> _Provided passage_:
* * * * * * * * *
When I took over the United States—when I became President—Iran was a real threat to the entire Middle East and maybe beyond. And now they're having very, very big difficulties, to put it mildly. So we'll see.

Counterterrorism Efforts in Pakistan

Q. Are you happy with the progress that Pakistan has made countering terrorism, particularly eliminating terrorism—[inaudible]?

President Trump. I've heard they've made great progress. And under this leader—he's a great leader—I think he wants to make great progress because there's no solution the other way. The other way is only going to lead to death and chaos and poverty. It's all it's going to lead to. I mean, he understands it. Your Prime Minister understands it.

Q. Mr. President——

Kashmir/India-Pakistan Relations/Prime Minister Narendra Modi of India's Remarks in Houston, Texas

Q. Are you concerned about the human rights situation in Kashmir?

President Trump. About which?

Q. Human rights situation—human rights violations.

President Trump. Sure. I'd like to see everything work out.

Q. Have you talked with Modi?

President Trump. I want it to be humane. I want everybody to be treated well. You have two big countries, and they're warring countries, and they've been fighting.

And I mean, I heard a very aggressive statement yesterday. I don't have to say that. I was there. I didn't know I was going to hear that statement, I had said. But I was sitting there and I heard a very aggressive statement yesterday from India, from the Prime Minister, and I will say it was very well received within the rule—you know, within in the room. The statement itself. That was a big room; there were 59,000 people.

But it was a very aggressive statement, and I hope that they're going to be able to come together—India and Pakistan—and do something that's really smart and good for both. And I'm sure there could be—there's always a solution. And I really believe there's a solution for that.

[Several reporters began speaking at once.]

Q. [Inaudible]

The President. Easy. Easy. You've asked one already. Go ahead. Quickly. Make a 1-second statement. Go ahead, make a statement.

Q. Now, if you can solve this outstanding issue of Kashmir——

President Trump. Yes.

Q. ——very likely and definitely you will be deserving a Nobel Prize on that. President Trump. I think I'll get a Nobel Prize for a lot of things. [Laughter] I think I'm going to get a Nobel Prize for a lot of things, if they gave it out fairly, which they don't.

Q. Mr. President——

President Trump. They gave it out—well, they gave one to Obama immediately upon his ascent to the Presidency, and he had no idea why he got it. [Laughter] And you know what? That was the only thing I agreed with him on.

Q. [Inaudible]

The President. Come on.
* * * * * * * * *
> _Raw data_:
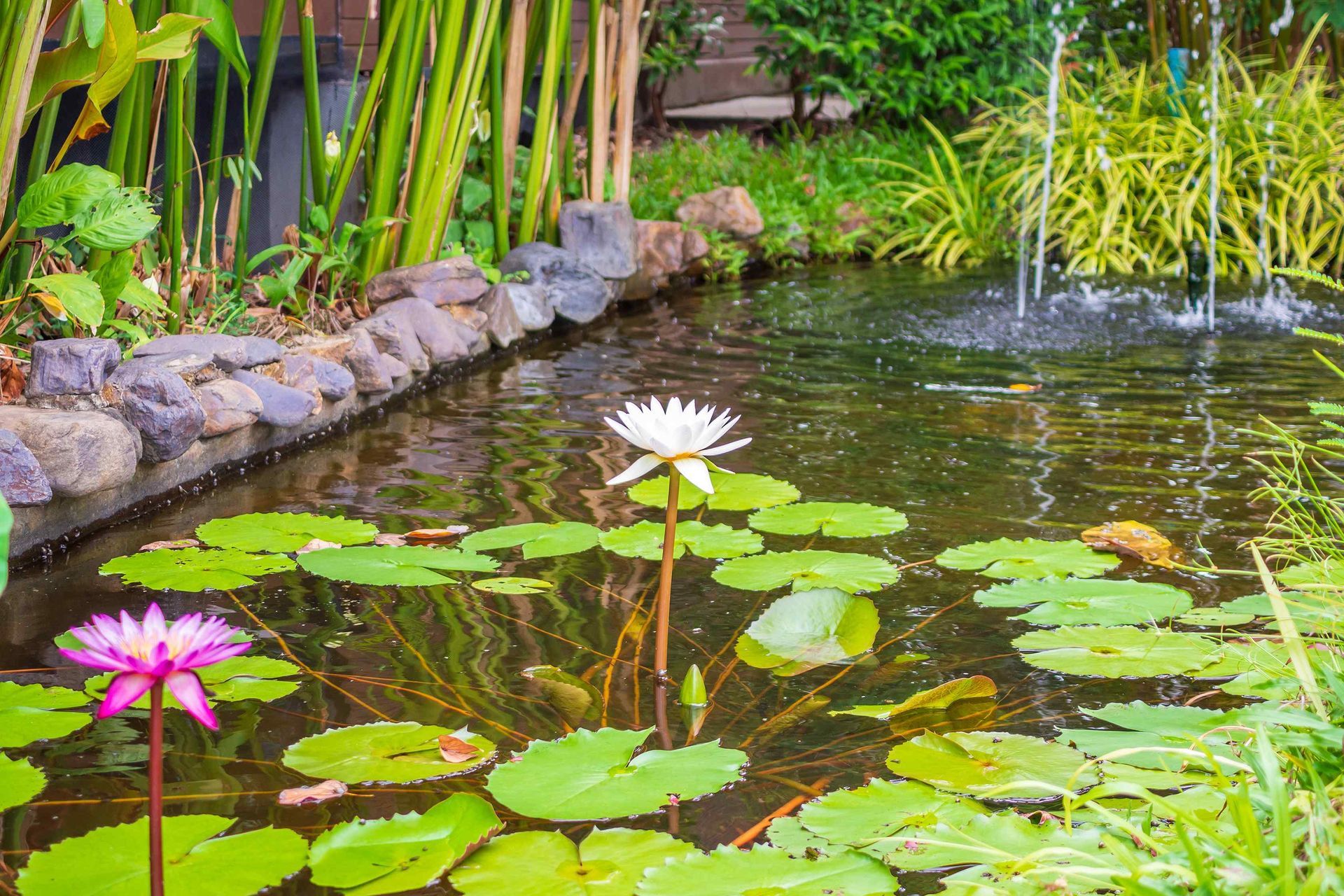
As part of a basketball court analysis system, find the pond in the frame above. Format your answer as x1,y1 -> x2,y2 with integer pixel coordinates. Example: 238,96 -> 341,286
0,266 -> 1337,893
* * * * * * * * *
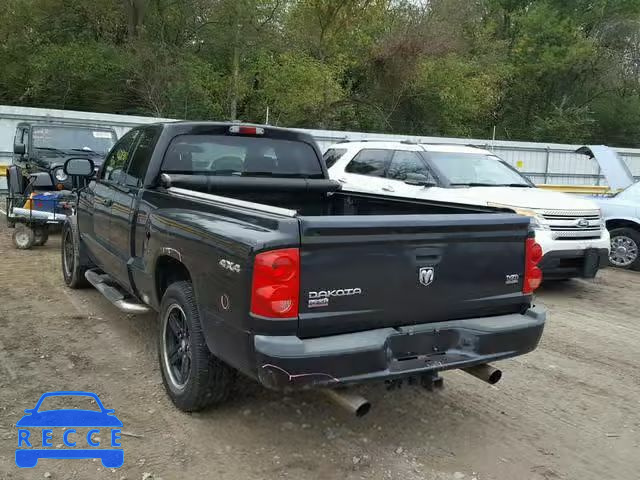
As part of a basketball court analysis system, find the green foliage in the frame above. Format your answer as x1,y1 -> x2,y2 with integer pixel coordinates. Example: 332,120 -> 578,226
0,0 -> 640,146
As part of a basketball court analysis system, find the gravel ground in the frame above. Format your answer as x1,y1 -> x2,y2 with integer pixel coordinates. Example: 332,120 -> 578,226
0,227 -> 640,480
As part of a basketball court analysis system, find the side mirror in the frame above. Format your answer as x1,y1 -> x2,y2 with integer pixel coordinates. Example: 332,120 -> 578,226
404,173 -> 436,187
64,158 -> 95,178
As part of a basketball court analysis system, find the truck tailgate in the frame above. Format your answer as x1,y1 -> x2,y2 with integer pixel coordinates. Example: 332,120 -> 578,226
* * * * * * * * *
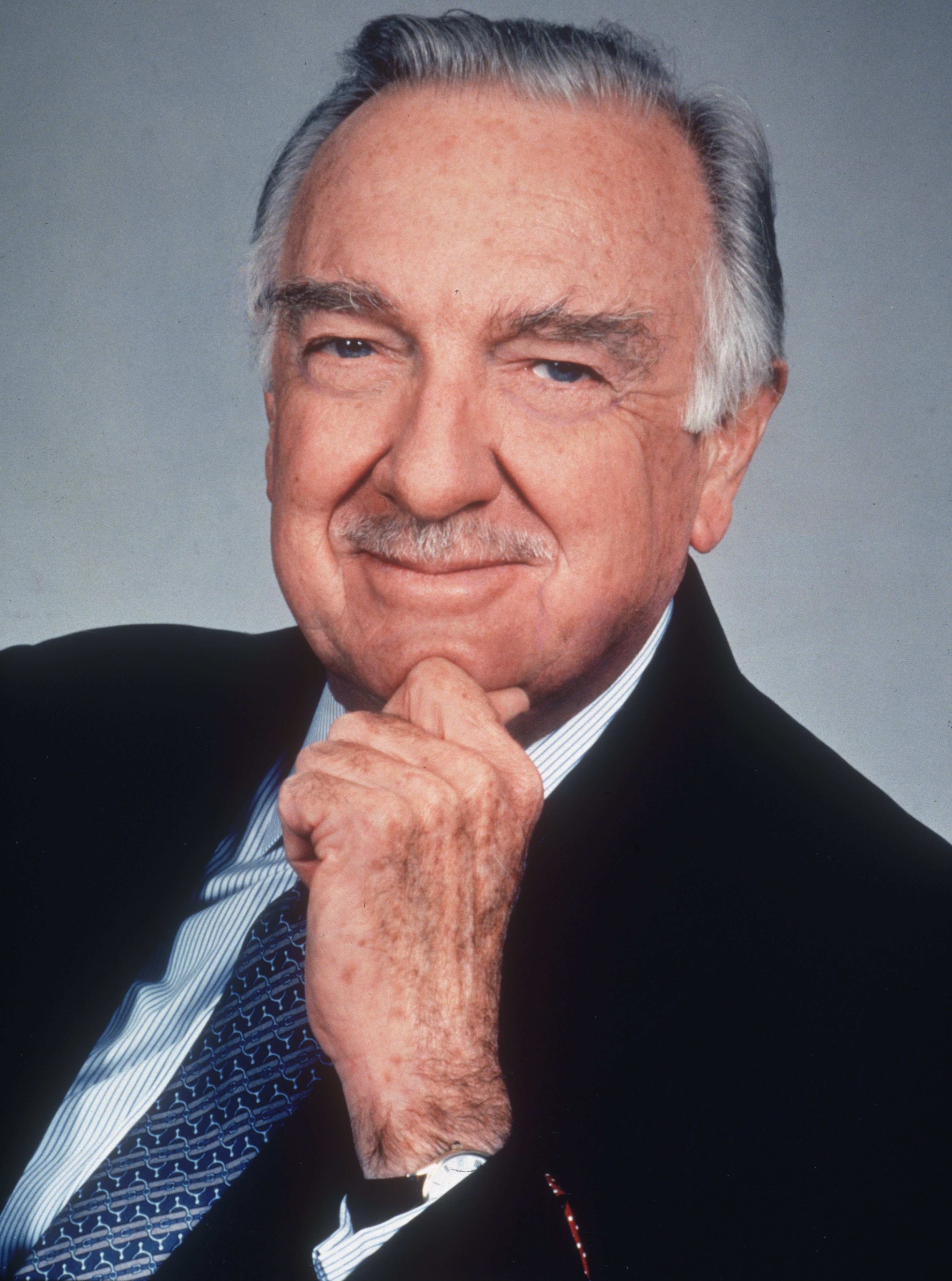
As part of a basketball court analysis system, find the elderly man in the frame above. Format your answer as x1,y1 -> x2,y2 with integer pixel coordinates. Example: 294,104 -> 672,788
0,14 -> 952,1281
* * * * * * * * *
> _Written request 1_: Write out a passage from the transcript, beginning at the words "President Trump. I've" and stopping after the words "situation—human rights violations.".
> _Written request 2_: Edit the records starting at the line containing "As part of a basketball court analysis system, find the gravel" and ending after the line containing "64,158 -> 95,178", changing "side mirror" to "rearview mirror" and leaving everything else the same. Give back only those lines.

> _Final result 1_:
President Trump. I've heard they've made great progress. And under this leader—he's a great leader—I think he wants to make great progress because there's no solution the other way. The other way is only going to lead to death and chaos and poverty. It's all it's going to lead to. I mean, he understands it. Your Prime Minister understands it.

Q. Mr. President——

Kashmir/India-Pakistan Relations/Prime Minister Narendra Modi of India's Remarks in Houston, Texas

Q. Are you concerned about the human rights situation in Kashmir?

President Trump. About which?

Q. Human rights situation—human rights violations.

> _Final result 2_:
As part of a basketball court analysis system, find the gravel ground in the frame above. Format your answer as x1,y1 -> x2,y2 with integer pixel coordinates. Example: 332,120 -> 578,226
0,227 -> 640,480
As part of a basketball court analysis system, find the rearview mirror in the frame above. Format your answer as x1,y1 -> x2,y2 with integer pixel coordinates. Example: 332,120 -> 578,226
404,173 -> 436,187
64,158 -> 95,178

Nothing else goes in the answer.